**Source extract**
==================================================

# What is this feature?



## Ashleysmardigrasgirl (Jun 28, 2012)

Does anyone know what those black things on the doors below the manager are?


----------



## gssw5 (Jul 30, 2013)

My guess would some kind of vent or something of that nature. I cannot really see them well.


----------



## Dustbunny (Oct 22, 2012)

I have never seen a trailer like that. Interesting though. I'm more puzzled by the two small lower doors.


----------



## Ashleysmardigrasgirl (Jun 28, 2012)

Dustbunny said:


> I have never seen a trailer like that. Interesting though. I'm more puzzled by the two small lower doors.


I'm confused about the two smaller doors as well... They said it was an extra large trailer so I assumed they must've just been some sort of under the manger storage as it's a straight load. If it is a vent why would that area need a vent, what would you use it for lol.


----------



## natisha (Jan 11, 2011)

Could it be a field trial trailer & the lower doors are dog crates with vents?
It looks custom made.


----------



## LadyB (Aug 26, 2015)

Could be bumpers, for when it swings open and hits the angled piece, it prevents it from scratching? Doesn't look like vents to me. Looks like under storage though.


----------



## PrivatePilot (Dec 7, 2009)

Those are pop open ram air vents. Here's a pic of one in the open position:










Most people don't recognize them because usually that's the part you see on the roof of the trailer, so if you never go up there, you'd never see that part. :wink:

Here's the side most people *do* see.

==================================================

**Dataset excerpt**
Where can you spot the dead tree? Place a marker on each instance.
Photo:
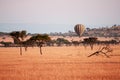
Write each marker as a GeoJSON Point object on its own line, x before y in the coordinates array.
{"type": "Point", "coordinates": [104, 50]}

==================================================

**Set of tasks**
(1) Decide whether each statement agrees with the trailer forum thread. Answer yes or no for each, quoting the words of the thread that decide it.
(a) Ashleysmardigrasgirl had been told the trailer was extra large.
(b) LadyB thought the black things looked like vents.
(c) PrivatePilot says the part of these vents that people usually see is on the roof of the trailer.
(2) Carry on the trailer forum thread from its last sentence.

**Answers for the exercise**
(1)
(a) Yes: "They said it was an extra large trailer"
(b) No: "Doesn't look like vents to me."
(c) Yes: "usually that's the part you see on the roof of the trailer"

(2)
Usually they're on the roof of horse trailers, these don't look factory (and are admittedly in a weird place) so chances are they were installed after the fact by a previous owner. They do work VERY well once you're underway - they force/ram air into the trailer from the slipstream so they cause a great deal of ventilation and air exchange. To me, the more the better, regardless of where they are actually.


----------



## HombresArablegacy (Oct 12, 2013)

They were most likely installed for ventilation as dog boxes under the manger. My last bumper pull had them, the previous owner hunted with dogs on horseback.
_Posted via Mobile Device_


----------



## Dustbunny (Oct 22, 2012)

^^^^^ I actually thought about dogs but then again thought Nah.
The style does make sense. Thanks for shedding light on this.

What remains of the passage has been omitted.